** START OF TASK INPUTS **

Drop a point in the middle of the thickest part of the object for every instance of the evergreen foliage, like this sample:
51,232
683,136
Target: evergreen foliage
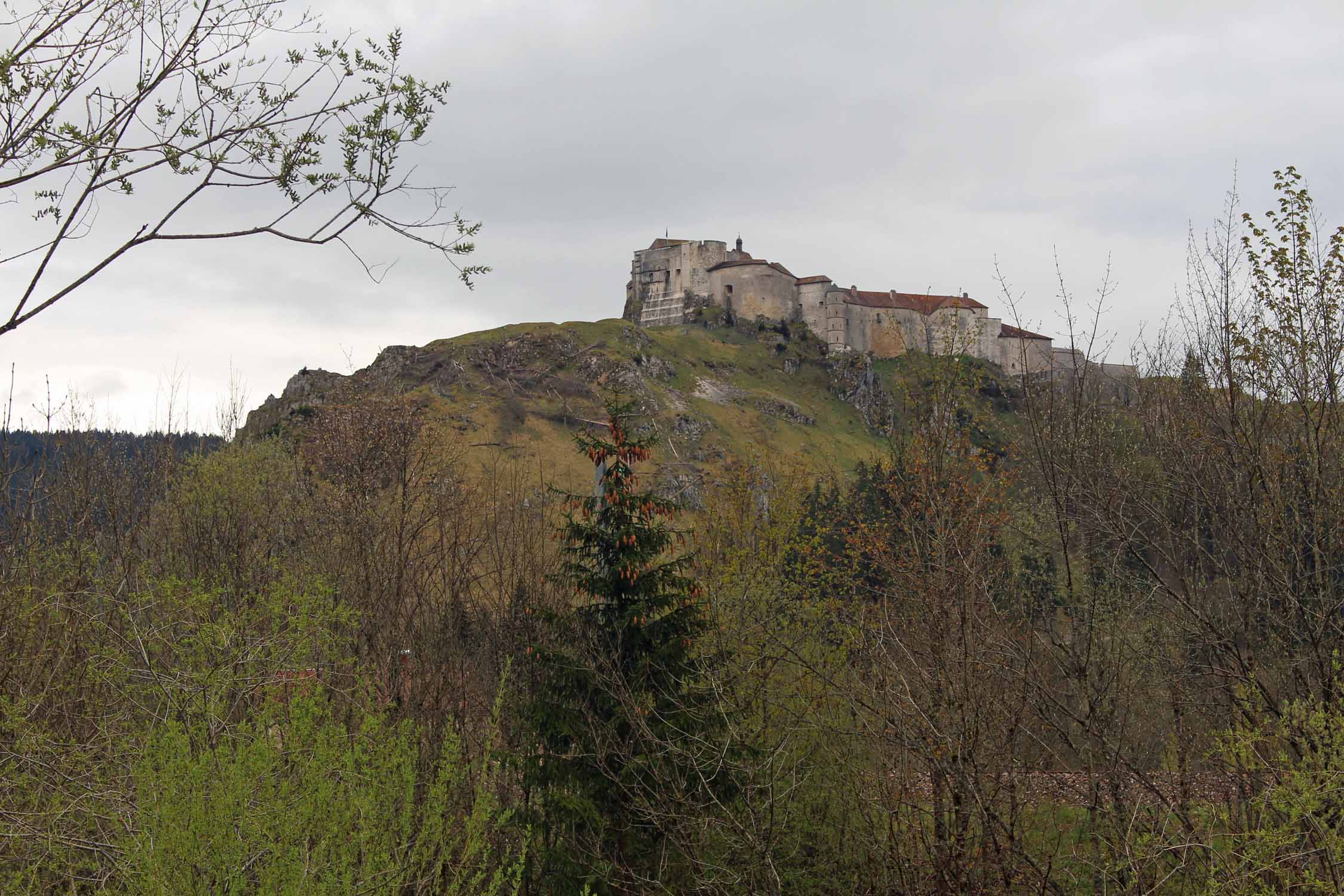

** END OF TASK INPUTS **
** START OF TASK INPUTS **

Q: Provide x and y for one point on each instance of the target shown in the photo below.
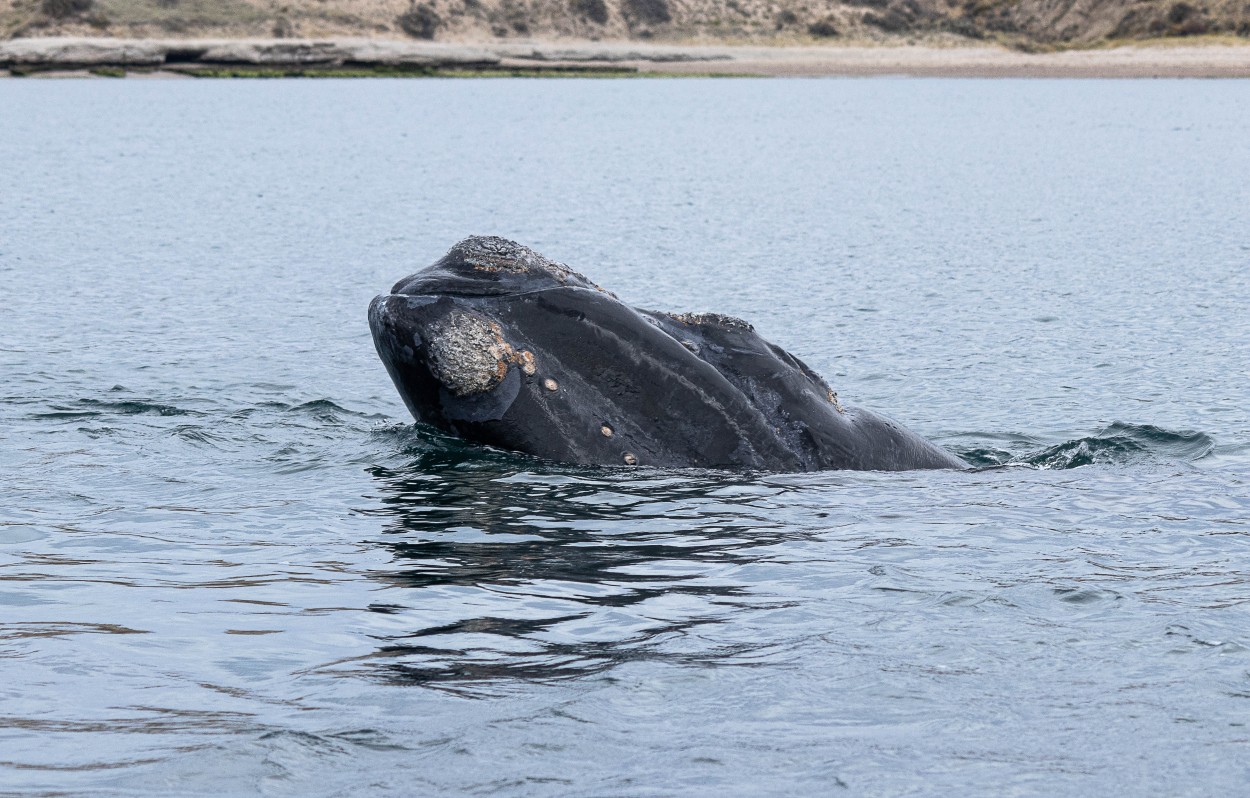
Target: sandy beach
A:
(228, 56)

** END OF TASK INPUTS **
** START OF TASK INPUTS **

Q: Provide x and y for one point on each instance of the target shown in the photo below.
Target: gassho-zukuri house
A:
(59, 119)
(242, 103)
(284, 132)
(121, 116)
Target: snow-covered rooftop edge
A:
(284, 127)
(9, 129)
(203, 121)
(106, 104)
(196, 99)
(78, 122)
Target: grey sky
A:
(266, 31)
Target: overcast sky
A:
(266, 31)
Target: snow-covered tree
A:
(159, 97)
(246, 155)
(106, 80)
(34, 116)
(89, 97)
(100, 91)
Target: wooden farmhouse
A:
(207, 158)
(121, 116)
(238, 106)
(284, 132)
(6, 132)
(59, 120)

** END OF TASK INPUTS **

» TASK BRIEF: Can you give the part of the records that opens with the line containing "Drop a point" and closes with the line containing "Target: evergreen foliage" as a Markdown table with a Row column numbering each line and a Text column holding it, with blank lines left out?

» EXERCISE SOLUTION:
| Row | Text |
|---|---|
| 1 | Drop a point in the middle of the thickest part of the object for every instance of the evergreen foliage, like this sample: |
| 2 | 51,232 |
| 3 | 683,136 |
| 4 | Target: evergreen foliage |